Excerpt provided ->
───

The recently enacted Texas Abortion Law forbids abortion after a fetal heartbeat is detected, but it forbids state officials from enforcing the law. Instead, any person can sue anyone who performs such a procedure and sue anyone who aids or abets the proscribed medical care. Liability for those who aid or abet is far reaching because the Fetal Heartbeat Act makes people liable “regardless of whether the person knew or should have known that the abortion would be performed or induced in violation” of the law.

Everyone who works in an abortion clinic potentially faces damages, from the receptionist to the janitor, even if they do not know that illegal abortions are performed. And that potential will no doubt close facilities. Would you work in such a clinic with the possibility of being subject to at least $10,000 damages for every performed procedure? (News reports have stated that each abortion after a fetal heartbeat is subject to damages of $10,000, but the act sets that amount as a minimum. The law states that successful claimants shall be awarded “statutory damages in an amount of not less than $10,000 for each abortion that the defendant performed or induced” after a fetal heartbeat or for each such abortion that a defendant aided or abetted. The statute gives no maximum or provide any method for determining damages beyond $10,000.) The law places no limitation on the number of defendants who can be sued for each abortion other than stating that an action cannot be brought against the woman who got the abortion. Claimants have every incentive to cast a broad net for defendants. Doesn’t the landlord who leases space to a clinic aid or abet the abortion? Doesn’t the person who maintains the elevators in the building aid or abet? And so on. Until such situations are clarified in authoritative court decisions, the risk of liability exists for many, and the safest course for the landlord and the elevator people and the Uber drivers are to avoid any interaction with an abortion clinic.

Defendants are potentially on the hook for even more money than just the damages. The statute provides that successful claimants will be awarded court costs and attorneys’ fees. On the other hand, the statute expressly denies successful defendants attorneys’ fees. Even if a defendant wins, he or she may still have to shell out thousands to their attorneys.

───

Provided material ->
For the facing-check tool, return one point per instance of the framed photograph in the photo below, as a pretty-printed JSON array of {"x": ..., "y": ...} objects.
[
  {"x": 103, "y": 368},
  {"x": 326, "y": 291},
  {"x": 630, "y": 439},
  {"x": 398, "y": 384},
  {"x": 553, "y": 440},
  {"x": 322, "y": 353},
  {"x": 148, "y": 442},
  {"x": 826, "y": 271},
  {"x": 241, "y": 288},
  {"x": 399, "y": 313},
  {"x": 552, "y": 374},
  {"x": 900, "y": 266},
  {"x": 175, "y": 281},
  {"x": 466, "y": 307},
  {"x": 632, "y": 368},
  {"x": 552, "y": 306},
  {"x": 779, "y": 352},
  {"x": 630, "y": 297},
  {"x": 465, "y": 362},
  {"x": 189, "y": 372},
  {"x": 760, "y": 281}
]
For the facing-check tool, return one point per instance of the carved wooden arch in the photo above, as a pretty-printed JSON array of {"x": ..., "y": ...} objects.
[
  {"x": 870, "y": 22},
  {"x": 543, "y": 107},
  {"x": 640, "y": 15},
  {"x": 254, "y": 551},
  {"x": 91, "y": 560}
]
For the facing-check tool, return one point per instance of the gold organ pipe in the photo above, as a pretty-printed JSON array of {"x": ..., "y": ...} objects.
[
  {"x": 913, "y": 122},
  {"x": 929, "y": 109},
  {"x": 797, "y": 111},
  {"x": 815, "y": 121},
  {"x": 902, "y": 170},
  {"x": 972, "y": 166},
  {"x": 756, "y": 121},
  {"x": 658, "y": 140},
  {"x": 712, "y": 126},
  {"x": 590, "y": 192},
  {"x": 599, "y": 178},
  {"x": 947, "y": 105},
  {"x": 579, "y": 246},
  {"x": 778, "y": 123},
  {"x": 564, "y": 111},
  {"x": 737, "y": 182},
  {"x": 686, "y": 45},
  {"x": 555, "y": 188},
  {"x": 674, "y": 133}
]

───

Assigned task -> Do the following statements agree with the text above on the Texas abortion law? For each, answer yes or no and quote the deciding words of the text. 1. The law caps damages at $10,000 for each abortion. 2. A suit under the law may be brought against the woman who got the abortion. 3. A defendant who wins is denied attorneys' fees.

Written response ->
1. No: "the act sets that amount as a minimum"
2. No: "an action cannot be brought against the woman who got the abortion"
3. Yes: "the statute expressly denies successful defendants attorneys’ fees"